> _The problem_
Print the data again, exactly.
(Materials provided begins)
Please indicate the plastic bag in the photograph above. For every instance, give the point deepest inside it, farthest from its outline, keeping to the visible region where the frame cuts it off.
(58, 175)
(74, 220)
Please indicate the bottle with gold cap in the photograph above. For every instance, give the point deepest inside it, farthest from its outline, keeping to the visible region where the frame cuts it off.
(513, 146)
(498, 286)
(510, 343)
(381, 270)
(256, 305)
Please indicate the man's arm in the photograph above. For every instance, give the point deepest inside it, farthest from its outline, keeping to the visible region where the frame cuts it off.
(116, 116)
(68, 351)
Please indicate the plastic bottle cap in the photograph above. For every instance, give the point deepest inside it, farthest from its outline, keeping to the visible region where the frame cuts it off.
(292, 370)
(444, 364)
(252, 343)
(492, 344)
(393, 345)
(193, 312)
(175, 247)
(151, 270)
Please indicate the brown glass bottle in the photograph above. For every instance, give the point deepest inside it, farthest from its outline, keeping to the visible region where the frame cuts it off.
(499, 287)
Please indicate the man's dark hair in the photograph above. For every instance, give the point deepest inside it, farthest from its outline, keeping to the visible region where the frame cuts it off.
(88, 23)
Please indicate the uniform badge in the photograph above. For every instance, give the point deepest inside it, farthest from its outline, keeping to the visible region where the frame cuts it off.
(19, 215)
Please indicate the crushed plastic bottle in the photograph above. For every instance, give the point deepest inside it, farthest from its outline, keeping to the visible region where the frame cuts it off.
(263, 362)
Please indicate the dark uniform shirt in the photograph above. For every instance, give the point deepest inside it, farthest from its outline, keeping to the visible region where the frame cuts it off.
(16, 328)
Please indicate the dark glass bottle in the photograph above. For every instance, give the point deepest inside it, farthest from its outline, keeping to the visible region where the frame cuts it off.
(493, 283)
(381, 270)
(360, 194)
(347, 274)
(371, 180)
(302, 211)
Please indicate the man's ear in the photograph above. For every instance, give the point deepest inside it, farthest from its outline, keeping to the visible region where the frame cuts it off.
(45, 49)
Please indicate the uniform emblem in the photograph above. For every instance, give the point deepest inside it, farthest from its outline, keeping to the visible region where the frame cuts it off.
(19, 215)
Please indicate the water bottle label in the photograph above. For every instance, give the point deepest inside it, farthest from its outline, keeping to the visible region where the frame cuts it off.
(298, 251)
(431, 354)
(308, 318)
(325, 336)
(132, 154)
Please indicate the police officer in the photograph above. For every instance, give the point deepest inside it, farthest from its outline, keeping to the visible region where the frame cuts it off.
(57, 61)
(Materials provided ends)
> _Response_
Please indicate the plastic bag in the photograph above. For every instance, give the point deepest inside it, farthest from its outline, keeping to the visible region where the frame cuts it off.
(58, 175)
(74, 220)
Please indicate the bottle with gold cap in the photograph above. For every instance, give the point deepest inside it, farthest from its outline, keeping to the visible region where the frame cuts it off.
(513, 146)
(498, 286)
(510, 343)
(381, 270)
(256, 305)
Please indicate the man's arm in the photograph above. For every instance, give the point deepest inside it, farthest from its outline, keeping to the visible region where the frame cuts it off.
(116, 116)
(68, 351)
Please indicate the plastic bottle cap in the photograph above. For every instance, give the point deepest inside it, farthest from its outline, keeping to the visible region where the frame cuts it off.
(292, 370)
(444, 364)
(252, 343)
(492, 344)
(393, 345)
(193, 312)
(175, 247)
(151, 270)
Please indicate the brown glass bottle in the photograph above. For every instance, give the point deepest inside it, farthest from its outline, keeping to the visible region where the frame cuts it off.
(499, 287)
Please indicate the man's dark hair in the photograph above. For every instance, give the point deepest inside it, farthest from its outline, keeping to the visible region where the frame cuts it off.
(88, 23)
Please indicate the uniform badge in the photograph above. For every instance, give the point deepest inside it, farthest from its outline, keeping to the visible region where the frame cuts it off.
(19, 215)
Please indicate the crushed plastic bottle in the photograph above. For every instance, give the point deepest inside it, farthest from its outline, keeping to the visible region where the frame cuts it off.
(263, 362)
Please indicate the dark uniform shirt in the photograph above. For every instance, give the point deepest inside it, farthest from its outline, keeping to the visible region where the frame cuts it off.
(16, 328)
Please indicate the dark glass bottle in the photograph above. For every instance, give the point deepest inside it, farthest from its outline, keeping to the visible region where the frame cuts it off.
(493, 283)
(381, 270)
(360, 194)
(347, 274)
(371, 180)
(302, 211)
Please indicate the man's ear in the photograph above. For every instance, give the point deepest inside it, farthest from its outline, keeping to the visible region where the frame cuts it off.
(45, 49)
Please indicate the uniform emblem in the photograph above. For every instance, give the point deepest inside it, farthest from its outline, keeping to the visible region where the frame cuts it off.
(19, 215)
Please indicate the water bottle label in the photograph above. For every instance, give the point deepest inside it, farthest from its outline, keeping to the visible region where the frame cuts it off.
(298, 251)
(431, 354)
(308, 318)
(325, 336)
(132, 154)
Please indicate the police officer in the photograph above. For every instance, give the point deepest inside it, farthest from its outline, keeping to the visible region where the frame cuts it off.
(57, 61)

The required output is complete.